WRITTEN TASK A =>
According to the forum post about a Tomcat performance problem, how large does Metaspace grow before it is garbage collected?

TEXT BLOCK =>
·····
W're running several instances of Tomcat 8.5.20 / JDK8.144 / CentOs7 on our
company for various web sites in many hosts. Recently I’m trying to understand
a performance problem we’re having on our e-commerce web site.
The configuration is the following
HAProxy <—> 2x Tomcat 8.5.20 <—> JBoss 5.1 EJB <—> Postgres 9.6
Tomcat runs a web site built with Struts / Freemarker that does call JBoss EJBs
Monitoring a specific task (putting a product on the cart) I see the following :
- with a fresh started tomcat instance, the time it takes is around 0,8
seconds. Most of the time is spent on the two RMI calls the task does.
- with an instance that is running from some time, the time can reach 2/3
seconds; occasionally 5/6 seconds. Most time is still spent on RMI calls. I.e.
what slows down are the RMI calls.
- restarting the jvm fixes the issue
- ***it seems*** but I’m still testing this since it seems there’s no
‘meatspace gc trigger command available', that when Metaspace is garbage
collected, tomcat then performs like a fresh instance.
Since we’re using more than one tomcat instance (2 in production for this
website, 1 for development) I can see that the issue is isolated to Tomcat or
the JVM/Host where it runs because other Tomcat instances behave well at the
same time one is slow. The same JBoss/Postgres backend is used by java batches
and fat clients and it does work well with consistent times.
To clarify: the moment one production tomcat that is running from some time
finishes the task in 3 seconds, the development tomcat or a fresh started
production tomcat instance does the same task in less that one second. Note
that repeating the task gives always consistent results, i.e. the instance is
running from some time is always slow, the fresh running instance is always
Tomcat is running with these VM options:
-Xms20480m -Xmx20480m -Dsun.rmi.dgc.client.gcInterval=3600000
-XX:+PrintGCTimeStamps -XX:+UseG1GC -XX:ReservedCodeCacheSize=1g
-XX:InitialCodeCacheSize=256m -XX:+UseHugeTLBFS -XX:MetaspaceSize=1g
Some of the options have been recently added (for example the increase in code
cache size) but it seems they had no impact on the issue.
Metaspace goes up to 1,6GB before being collected. Value after garbage collect
is around 200MB. Heap usage is variable, it usually stays under 10G and is
around 1G after garbage collect.
CPU usage rarely goes over 10%. Loaded classes between 20k and 40k. Active
sessions around 100/120 for each instance.
Any help or direction to understand what’s causing this is greatly appreciated.
Ing. Andrea Vettori
·····
TASK DATA =>
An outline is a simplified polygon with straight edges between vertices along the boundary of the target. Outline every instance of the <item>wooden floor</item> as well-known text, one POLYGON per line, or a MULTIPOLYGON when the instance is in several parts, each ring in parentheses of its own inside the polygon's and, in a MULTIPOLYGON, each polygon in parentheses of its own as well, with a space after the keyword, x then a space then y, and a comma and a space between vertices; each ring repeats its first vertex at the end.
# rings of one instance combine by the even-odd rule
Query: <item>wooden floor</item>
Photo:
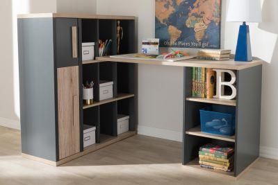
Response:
·····
WRITTEN TASK B =>
Reproduce the entire listing verbatim, leaving the picture out of your reply.

WRITTEN REPLY A =>
Up to 1,6GB.

WRITTEN REPLY B =>
An outline is a simplified polygon with straight edges between vertices along the boundary of the target. Outline every instance of the <item>wooden floor</item> as well-known text, one POLYGON per line, or a MULTIPOLYGON when the instance is in several parts, each ring in parentheses of its own inside the polygon's and, in a MULTIPOLYGON, each polygon in parentheses of its own as well, with a space after the keyword, x then a space then y, and a comma and a space between vertices; each ring repeats its first vertex at the end.
# rings of one instance combine by the even-odd rule
Query: <item>wooden floor</item>
Photo:
Response:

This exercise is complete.